A faithful copy of every record is needed here. Images must not appear in it.

===============

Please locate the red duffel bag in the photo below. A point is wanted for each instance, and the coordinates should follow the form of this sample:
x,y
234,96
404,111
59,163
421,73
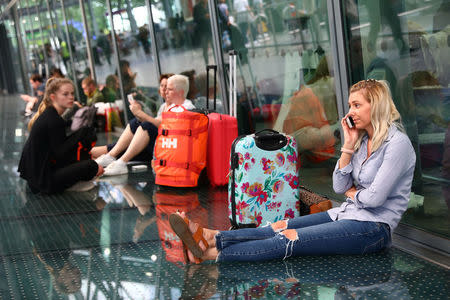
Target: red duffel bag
x,y
180,148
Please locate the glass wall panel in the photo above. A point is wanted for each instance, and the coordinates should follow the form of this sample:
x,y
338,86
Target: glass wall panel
x,y
285,77
184,42
137,62
407,44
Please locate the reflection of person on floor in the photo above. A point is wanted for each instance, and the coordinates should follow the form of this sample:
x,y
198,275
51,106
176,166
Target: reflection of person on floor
x,y
50,239
48,160
374,278
106,154
446,166
140,200
307,122
376,195
140,134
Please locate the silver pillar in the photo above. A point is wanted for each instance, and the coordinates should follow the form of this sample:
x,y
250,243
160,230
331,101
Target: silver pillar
x,y
217,48
22,58
69,46
88,41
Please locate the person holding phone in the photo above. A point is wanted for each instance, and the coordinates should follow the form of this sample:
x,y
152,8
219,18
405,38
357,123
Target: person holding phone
x,y
375,172
138,139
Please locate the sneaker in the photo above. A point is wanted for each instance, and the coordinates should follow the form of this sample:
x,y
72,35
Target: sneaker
x,y
114,180
117,167
105,160
81,186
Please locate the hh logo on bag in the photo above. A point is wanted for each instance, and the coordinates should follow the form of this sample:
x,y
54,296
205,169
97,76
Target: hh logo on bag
x,y
169,143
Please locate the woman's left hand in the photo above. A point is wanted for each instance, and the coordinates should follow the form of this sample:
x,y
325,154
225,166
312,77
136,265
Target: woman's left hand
x,y
135,108
350,193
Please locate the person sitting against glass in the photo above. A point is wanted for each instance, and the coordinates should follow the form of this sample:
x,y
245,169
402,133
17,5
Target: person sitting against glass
x,y
375,172
49,158
138,138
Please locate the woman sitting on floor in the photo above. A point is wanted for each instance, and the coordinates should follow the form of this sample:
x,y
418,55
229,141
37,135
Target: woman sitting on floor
x,y
138,139
375,173
49,158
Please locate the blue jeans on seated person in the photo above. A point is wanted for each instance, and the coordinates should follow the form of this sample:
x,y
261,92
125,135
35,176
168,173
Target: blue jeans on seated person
x,y
152,130
318,234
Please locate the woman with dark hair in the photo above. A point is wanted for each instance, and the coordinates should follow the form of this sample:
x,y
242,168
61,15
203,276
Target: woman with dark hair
x,y
49,161
138,139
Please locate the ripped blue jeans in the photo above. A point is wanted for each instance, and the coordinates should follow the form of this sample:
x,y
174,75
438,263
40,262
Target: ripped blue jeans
x,y
317,234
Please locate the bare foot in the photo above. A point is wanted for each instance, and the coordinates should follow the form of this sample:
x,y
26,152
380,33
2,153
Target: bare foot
x,y
210,251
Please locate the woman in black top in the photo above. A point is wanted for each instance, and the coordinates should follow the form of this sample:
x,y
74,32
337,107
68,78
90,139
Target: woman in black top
x,y
49,161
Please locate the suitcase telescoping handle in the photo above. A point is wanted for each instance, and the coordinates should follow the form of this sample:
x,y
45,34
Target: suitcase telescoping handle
x,y
233,92
209,67
269,139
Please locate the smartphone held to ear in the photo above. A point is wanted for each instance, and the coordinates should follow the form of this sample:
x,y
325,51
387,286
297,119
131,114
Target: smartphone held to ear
x,y
350,122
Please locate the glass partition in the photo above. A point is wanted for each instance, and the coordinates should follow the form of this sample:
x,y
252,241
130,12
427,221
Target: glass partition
x,y
406,43
184,43
285,77
13,79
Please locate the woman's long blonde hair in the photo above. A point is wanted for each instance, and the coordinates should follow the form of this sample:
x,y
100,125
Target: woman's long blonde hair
x,y
51,87
383,112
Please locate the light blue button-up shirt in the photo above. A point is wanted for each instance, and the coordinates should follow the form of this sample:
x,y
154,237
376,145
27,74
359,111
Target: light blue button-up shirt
x,y
383,181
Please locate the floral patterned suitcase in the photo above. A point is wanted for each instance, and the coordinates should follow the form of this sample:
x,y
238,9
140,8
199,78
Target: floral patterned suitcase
x,y
263,185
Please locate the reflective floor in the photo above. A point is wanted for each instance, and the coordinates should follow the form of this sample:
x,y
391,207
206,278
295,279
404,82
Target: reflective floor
x,y
115,242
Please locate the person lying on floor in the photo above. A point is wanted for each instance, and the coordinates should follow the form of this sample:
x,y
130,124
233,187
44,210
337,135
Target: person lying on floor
x,y
138,138
49,157
375,172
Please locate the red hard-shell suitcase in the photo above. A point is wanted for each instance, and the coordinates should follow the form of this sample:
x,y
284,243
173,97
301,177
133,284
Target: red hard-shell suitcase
x,y
222,131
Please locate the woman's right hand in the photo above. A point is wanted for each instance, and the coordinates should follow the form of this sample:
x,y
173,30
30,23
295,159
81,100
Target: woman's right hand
x,y
350,134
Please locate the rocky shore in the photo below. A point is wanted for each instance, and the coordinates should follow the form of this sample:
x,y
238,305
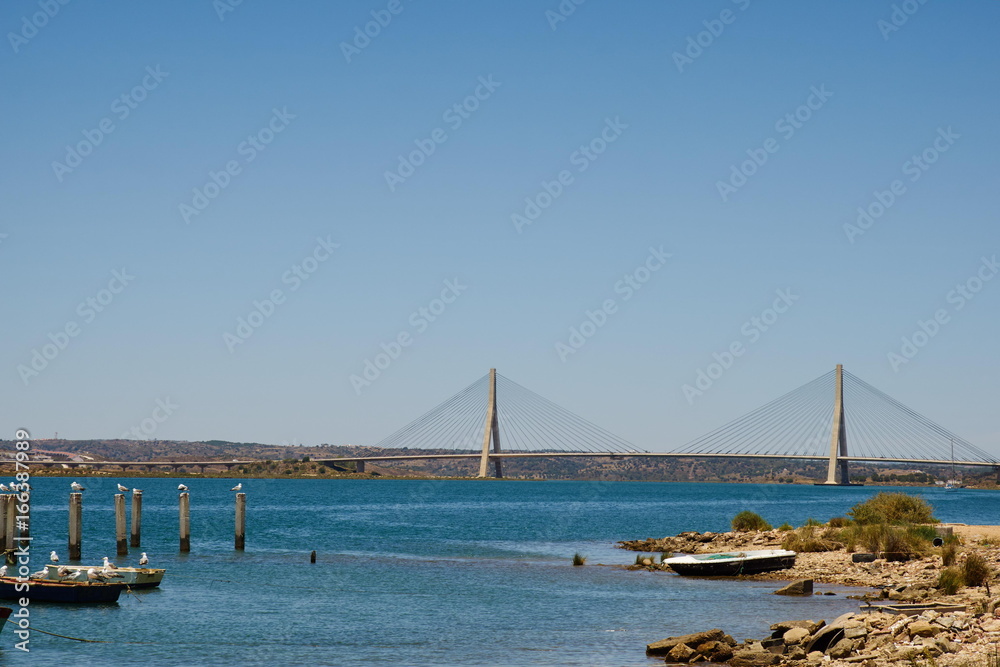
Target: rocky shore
x,y
962,631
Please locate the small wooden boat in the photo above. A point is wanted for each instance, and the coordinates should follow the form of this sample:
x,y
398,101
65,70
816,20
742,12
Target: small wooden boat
x,y
43,590
133,577
732,563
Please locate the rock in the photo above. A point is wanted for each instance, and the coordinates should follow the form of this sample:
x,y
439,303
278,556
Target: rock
x,y
842,649
784,626
754,659
664,646
992,625
825,638
716,651
795,636
945,645
795,653
680,653
800,587
922,629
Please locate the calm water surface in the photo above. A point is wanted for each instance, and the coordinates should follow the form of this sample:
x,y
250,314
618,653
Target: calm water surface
x,y
420,573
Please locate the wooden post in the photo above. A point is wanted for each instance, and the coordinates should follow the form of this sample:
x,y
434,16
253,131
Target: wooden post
x,y
185,514
136,539
11,504
120,540
24,522
241,521
75,524
3,521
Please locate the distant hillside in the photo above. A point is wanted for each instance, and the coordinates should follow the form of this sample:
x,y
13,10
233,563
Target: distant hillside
x,y
632,469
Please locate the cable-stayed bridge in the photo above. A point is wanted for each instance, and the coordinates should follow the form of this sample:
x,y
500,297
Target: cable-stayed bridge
x,y
495,419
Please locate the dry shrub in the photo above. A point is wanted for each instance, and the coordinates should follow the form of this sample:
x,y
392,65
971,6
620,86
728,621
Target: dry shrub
x,y
975,570
950,580
893,508
805,540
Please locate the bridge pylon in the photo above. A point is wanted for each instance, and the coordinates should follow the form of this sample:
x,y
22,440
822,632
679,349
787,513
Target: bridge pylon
x,y
491,432
838,437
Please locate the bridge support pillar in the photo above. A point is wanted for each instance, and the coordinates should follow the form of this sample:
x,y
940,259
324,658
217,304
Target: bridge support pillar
x,y
491,431
838,436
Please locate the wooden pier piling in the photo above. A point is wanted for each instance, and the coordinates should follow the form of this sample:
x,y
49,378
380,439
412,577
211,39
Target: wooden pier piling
x,y
75,525
136,539
3,522
185,517
10,502
120,541
241,521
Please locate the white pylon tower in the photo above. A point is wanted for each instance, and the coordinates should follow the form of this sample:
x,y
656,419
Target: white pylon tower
x,y
491,431
838,436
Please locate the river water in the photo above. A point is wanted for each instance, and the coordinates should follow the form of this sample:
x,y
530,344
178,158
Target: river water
x,y
420,572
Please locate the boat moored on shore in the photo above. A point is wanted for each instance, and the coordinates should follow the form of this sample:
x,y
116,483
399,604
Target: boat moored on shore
x,y
731,563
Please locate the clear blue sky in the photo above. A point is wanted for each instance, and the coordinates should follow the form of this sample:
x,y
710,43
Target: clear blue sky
x,y
677,128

===============

### YOUR SOLUTION
Please locate the red duffel bag in the photo below. A point is wanted for each instance, and the coordinates should follow the form of this sample:
x,y
234,96
404,111
59,163
421,73
Target: red duffel bag
x,y
180,148
Please locate the glass wall panel in the photo above. A point is wanted for each instance, and the coordinates should follow the form of this sample:
x,y
338,86
Target: glass wall panel
x,y
285,77
184,42
137,62
407,44
Please locate the reflection of person on floor in the photo above. A point is wanted for each instance, and the coordinates should follow the form of this sample:
x,y
198,275
51,106
176,166
Target: reflection of person on floor
x,y
50,239
48,160
374,278
106,154
446,166
140,200
307,122
376,195
140,134
Please locate the silver pillar in the photo above. A point is wanted for each instance, and the coordinates should follow the form of this sample:
x,y
250,243
160,230
331,101
Target: silver pillar
x,y
217,48
22,58
69,46
88,41
Please locate the person holding phone in the photo above. A point is wanted for each instance, and the coordinates should follow the form of this sample:
x,y
152,8
219,18
405,38
357,123
Target: person holding phone
x,y
375,172
138,139
Please locate the sneaker in the photo above. A point is wanted for each instance, and the coordinates should follow the form of this sample:
x,y
72,35
Target: sneaker
x,y
114,180
117,167
105,160
81,186
Please locate the hh logo on bag in the photo above. A point is wanted for each instance, and the coordinates should follow the form of this sample:
x,y
54,296
205,169
97,76
Target: hh logo on bag
x,y
169,143
Please locate the woman's left hand in the photo above. A point is wanted for each instance, and the coordinates should follow the form of this sample:
x,y
325,154
225,166
312,77
136,265
Target: woman's left hand
x,y
135,108
350,193
Please locate the person sitting against glass in the photo above. A point is wanted for each instance, and the coordinates should follow the form of this sample:
x,y
245,169
402,133
17,5
Target: person sitting against glass
x,y
375,172
49,158
138,138
Please locate the woman sitting on floor in the photo above. A point is wanted for each instance, and the coordinates should follow the form of this sample:
x,y
418,55
229,141
37,135
Target: woman sitting on floor
x,y
138,139
375,173
49,158
Please locate the blue jeans on seated person in the photo above. A point is wanted for each instance, and the coordinates should follow the form of this sample:
x,y
261,92
125,135
35,176
168,173
Target: blue jeans on seated person
x,y
152,130
318,234
Please locate the woman with dark hair in the photo above. A point is wanted for each instance, and the coordinates should follow the form of this sample:
x,y
242,168
61,15
203,276
Target: woman with dark hair
x,y
49,161
138,139
Please locate the ripped blue jeans in the photo above. A point is wanted for each instance, and the coordinates should follow the form of this sample:
x,y
174,75
438,263
40,262
Target: ripped blue jeans
x,y
317,234
Please locate the bare foot in the photo above. A point is wanted for each instance, and the coordinates should follow the form of this sample:
x,y
26,152
380,33
2,153
Target: bare foot
x,y
210,251
Please locate the woman in black top in the photo above. A point is wanted for each instance, and the coordinates should follow the form of this sample:
x,y
74,32
337,107
68,78
90,139
Target: woman in black top
x,y
49,161
Please locate the suitcase telescoping handle in the photo above. A point is wanted for each instance, and the coordinates should follow the form of this sample:
x,y
45,34
Target: suitcase telescoping handle
x,y
233,92
209,67
269,139
Please locate the smartphone held to ear in the photo above. A point is wanted for each instance, and the coordinates should follow the form of this sample:
x,y
325,51
387,286
297,119
131,114
Target: smartphone held to ear
x,y
350,122
Please locate the glass partition in the photo above. A point is wanted for each instance, and the coordinates should follow the form of this sample:
x,y
252,241
130,12
427,221
Target: glass partition
x,y
406,43
184,43
285,77
13,79
Please locate the woman's long blonde hair in the photo above. A point is wanted for each instance, and the coordinates should follow the form of this sample:
x,y
100,125
Target: woman's long blonde hair
x,y
51,87
383,112
Please locate the light blue button-up shirt in the photo above. A point is wanted for each instance, and the coordinates should follow the form of this sample:
x,y
154,237
376,145
27,74
359,111
Target: light blue button-up shirt
x,y
383,181
Please locate the floral patterned suitcase in the photo above. A point is wanted for each instance, and the coordinates should follow the form of this sample:
x,y
238,9
140,8
199,78
Target: floral patterned suitcase
x,y
263,185
Please locate the reflective floor in the photo above. A point is wanted for each instance, and the coordinates should follow the form of this sample:
x,y
391,207
206,278
295,279
404,82
Target: reflective floor
x,y
115,242
Please locate the person lying on floor in the photo above. A point is wanted for each instance, and the coordinates should follow the form of this sample:
x,y
130,124
233,187
44,210
337,135
Target: person lying on floor
x,y
138,138
49,157
375,172
Please locate the red hard-shell suitcase in the photo above. A point is wanted for each instance, and the coordinates should follow the form of this sample:
x,y
284,243
173,97
301,177
133,284
Target: red hard-shell suitcase
x,y
222,131
Please locate the woman's right hand in the photo above. A point is wanted for each instance, and the coordinates should follow the form of this sample:
x,y
173,30
30,23
295,159
81,100
Target: woman's right hand
x,y
350,134
Please locate the rocky shore in the photo below. A point is wanted for each instance, and the coordinates should follow the form of this sample:
x,y
238,305
Target: rocky shore
x,y
962,631
Please locate the small wooden boat in the photo above. A point is wanted for each instance, and the coordinates should follow the form of this sample:
x,y
398,101
65,70
816,20
742,12
Target: small wooden boat
x,y
43,590
133,577
732,563
Please locate the rock in the photo above. A point is wanted for each instance, and the coordinates should follow the form of this sample:
x,y
439,303
278,556
Target: rock
x,y
842,649
784,626
754,659
664,646
992,625
825,638
716,651
795,636
945,645
795,653
680,653
800,587
922,629
Please locate the calm water surface in the photo above. A point is wanted for each instance, and the coordinates should follow the form of this sample:
x,y
250,314
618,653
Target: calm water surface
x,y
420,573
Please locate the wooden post in the photo above. A point is wanted for each instance, and the coordinates should follow the form of this sample:
x,y
434,16
253,131
Target: wooden post
x,y
185,514
136,539
11,504
120,540
24,522
241,521
75,524
3,521
Please locate the distant hillside in the photo above. A point is wanted for each instance, and the coordinates should follow the form of this sample:
x,y
13,10
233,563
Target: distant hillside
x,y
632,469
Please locate the cable-stayed bridge in the photo above. A point is wanted for each instance, and the coordinates should follow the form of this sample:
x,y
500,297
Target: cable-stayed bridge
x,y
495,419
Please locate the dry shrub in the photo above. A point is wanted for each instance, and the coordinates should follow the form of this sample:
x,y
392,65
971,6
620,86
728,621
Target: dry shrub
x,y
975,570
950,580
893,508
805,540
Please locate the bridge pylon in the photo above. A point is wanted for each instance, and the coordinates should follow the form of this sample:
x,y
22,440
822,632
679,349
787,513
Target: bridge pylon
x,y
491,432
838,437
Please locate the bridge support pillar in the photo above. A point is wanted for each instance, and the coordinates should follow the form of this sample:
x,y
940,259
324,658
217,304
Target: bridge support pillar
x,y
491,431
838,436
Please locate the wooden pier piling in the photo above. A point is wanted for each instance, and the coordinates should follow the form of this sample:
x,y
49,378
380,439
412,577
211,39
Target: wooden pier piling
x,y
75,525
136,539
3,522
185,517
10,502
120,541
241,521
Please locate the white pylon tower in the photo above. A point is wanted for each instance, and the coordinates should follow the form of this sample:
x,y
656,419
Target: white pylon tower
x,y
491,431
838,436
Please locate the river water in the photo above. A point is wanted for each instance, and the coordinates should follow the form of this sample:
x,y
530,344
178,158
Target: river water
x,y
420,572
Please locate the boat moored on shore in the photo above. A point is wanted for each instance, and the coordinates should follow the form of this sample:
x,y
116,483
399,604
Target: boat moored on shore
x,y
731,563
Please locate the clear blue sky in the photo above. A point is wanted for each instance, and the coordinates should follow the form of this sample:
x,y
710,43
Target: clear blue sky
x,y
677,128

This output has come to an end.